SET EXERCISE A: Pull out every line of the records below that contains the string "pink". Case counts.

= European Ultramarathon Cup =

The European Ultramarathon Cup, also known as the Europacup Ultramarathon (ECU), was an annual cup event covering some of the biggest Ultramarathon races in Europe from 1992 until 2019.

==History==
The European Ultramarathon Cup began after the fall of the Berlin Wall before that year's Rennsteiglauf, at the time the biggest sporting event in East Germany. Representatives from the Rennsteiglauf, the Biel running days, and the Swabian Alb Marathon met to organize the first series. It was expanded to an annual series with a yearly award ceremony in 2002.

== League ==

For a league score, for each runner the three best races during a calendar year were scored. The weighting factor was calculated based on the best finishing times during the previous year and is normalized on the finishing time of the 100 km Del Passatore. The runners were ranked based on their average score.

== League races ==

(2019)

RECORD SET:
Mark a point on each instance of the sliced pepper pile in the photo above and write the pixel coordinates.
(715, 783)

--

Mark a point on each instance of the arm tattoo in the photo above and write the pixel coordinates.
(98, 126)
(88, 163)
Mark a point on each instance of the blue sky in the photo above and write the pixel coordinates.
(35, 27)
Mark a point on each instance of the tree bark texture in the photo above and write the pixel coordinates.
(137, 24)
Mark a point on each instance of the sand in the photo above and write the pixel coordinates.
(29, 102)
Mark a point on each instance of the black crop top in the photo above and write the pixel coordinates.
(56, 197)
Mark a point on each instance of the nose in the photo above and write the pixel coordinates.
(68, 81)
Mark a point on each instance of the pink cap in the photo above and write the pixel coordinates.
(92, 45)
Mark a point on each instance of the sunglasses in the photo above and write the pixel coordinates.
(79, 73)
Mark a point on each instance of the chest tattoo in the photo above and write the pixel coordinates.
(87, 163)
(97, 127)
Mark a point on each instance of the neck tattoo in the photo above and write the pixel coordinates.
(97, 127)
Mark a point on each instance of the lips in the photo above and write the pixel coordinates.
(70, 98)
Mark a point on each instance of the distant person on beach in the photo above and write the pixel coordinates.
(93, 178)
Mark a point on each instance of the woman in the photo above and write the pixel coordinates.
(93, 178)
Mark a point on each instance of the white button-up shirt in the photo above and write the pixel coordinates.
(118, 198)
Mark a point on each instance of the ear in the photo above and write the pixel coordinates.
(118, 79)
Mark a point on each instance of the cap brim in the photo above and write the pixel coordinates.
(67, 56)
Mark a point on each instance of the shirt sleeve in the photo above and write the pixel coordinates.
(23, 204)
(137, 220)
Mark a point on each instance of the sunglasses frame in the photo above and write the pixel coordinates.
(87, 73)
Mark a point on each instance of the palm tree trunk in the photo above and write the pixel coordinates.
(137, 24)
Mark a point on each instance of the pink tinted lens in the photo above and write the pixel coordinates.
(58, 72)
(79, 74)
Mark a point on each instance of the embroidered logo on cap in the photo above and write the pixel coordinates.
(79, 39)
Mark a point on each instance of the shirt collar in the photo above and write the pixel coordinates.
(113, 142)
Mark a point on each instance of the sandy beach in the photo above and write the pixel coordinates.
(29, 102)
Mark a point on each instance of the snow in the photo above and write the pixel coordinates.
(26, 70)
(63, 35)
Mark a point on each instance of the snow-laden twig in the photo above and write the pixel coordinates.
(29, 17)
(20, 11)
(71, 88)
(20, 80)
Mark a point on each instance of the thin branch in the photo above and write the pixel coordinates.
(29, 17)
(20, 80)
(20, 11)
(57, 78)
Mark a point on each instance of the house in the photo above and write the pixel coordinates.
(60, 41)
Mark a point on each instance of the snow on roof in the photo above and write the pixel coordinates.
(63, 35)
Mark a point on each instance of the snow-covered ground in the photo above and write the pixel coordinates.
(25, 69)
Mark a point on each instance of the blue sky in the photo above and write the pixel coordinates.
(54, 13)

---

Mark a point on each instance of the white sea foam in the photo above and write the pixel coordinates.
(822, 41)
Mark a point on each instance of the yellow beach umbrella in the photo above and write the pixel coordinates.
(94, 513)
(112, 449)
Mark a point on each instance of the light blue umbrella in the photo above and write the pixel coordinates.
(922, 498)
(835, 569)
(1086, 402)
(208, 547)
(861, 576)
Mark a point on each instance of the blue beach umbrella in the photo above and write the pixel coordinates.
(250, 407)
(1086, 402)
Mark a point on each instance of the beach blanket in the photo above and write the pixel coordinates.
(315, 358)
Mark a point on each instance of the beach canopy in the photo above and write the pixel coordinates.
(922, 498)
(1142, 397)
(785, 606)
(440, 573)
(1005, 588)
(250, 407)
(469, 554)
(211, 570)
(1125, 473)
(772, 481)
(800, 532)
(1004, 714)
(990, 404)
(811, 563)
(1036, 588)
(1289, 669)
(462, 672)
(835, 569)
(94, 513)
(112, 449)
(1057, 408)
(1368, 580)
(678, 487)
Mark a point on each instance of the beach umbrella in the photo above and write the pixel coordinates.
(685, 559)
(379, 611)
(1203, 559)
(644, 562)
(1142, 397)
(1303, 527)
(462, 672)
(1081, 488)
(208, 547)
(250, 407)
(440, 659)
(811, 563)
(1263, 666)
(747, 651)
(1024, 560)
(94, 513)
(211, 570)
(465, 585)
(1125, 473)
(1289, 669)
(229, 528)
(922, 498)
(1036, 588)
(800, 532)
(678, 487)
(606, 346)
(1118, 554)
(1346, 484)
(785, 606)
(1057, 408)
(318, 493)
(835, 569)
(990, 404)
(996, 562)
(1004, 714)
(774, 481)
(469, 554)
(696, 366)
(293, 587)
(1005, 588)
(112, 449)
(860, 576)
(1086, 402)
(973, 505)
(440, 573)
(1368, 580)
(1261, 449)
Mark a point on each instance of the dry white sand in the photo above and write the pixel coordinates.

SET EXERCISE B: Do these statements agree with the text on the European Ultramarathon Cup? (i) The cup ran from 1992 until 2019. (ii) A runner's league score counted the five best races of a calendar year. (iii) Runners were ranked by their total score.

SOLUTION A:
Mark a point on each instance of the pink cap in the photo above and write the pixel coordinates.
Mark a point on each instance of the pink tinted lens in the photo above and write the pixel coordinates.

SOLUTION B:
(i) Yes: "from 1992 until 2019"
(ii) No: "the three best races during a calendar year were scored"
(iii) No: "The runners were ranked based on their average score"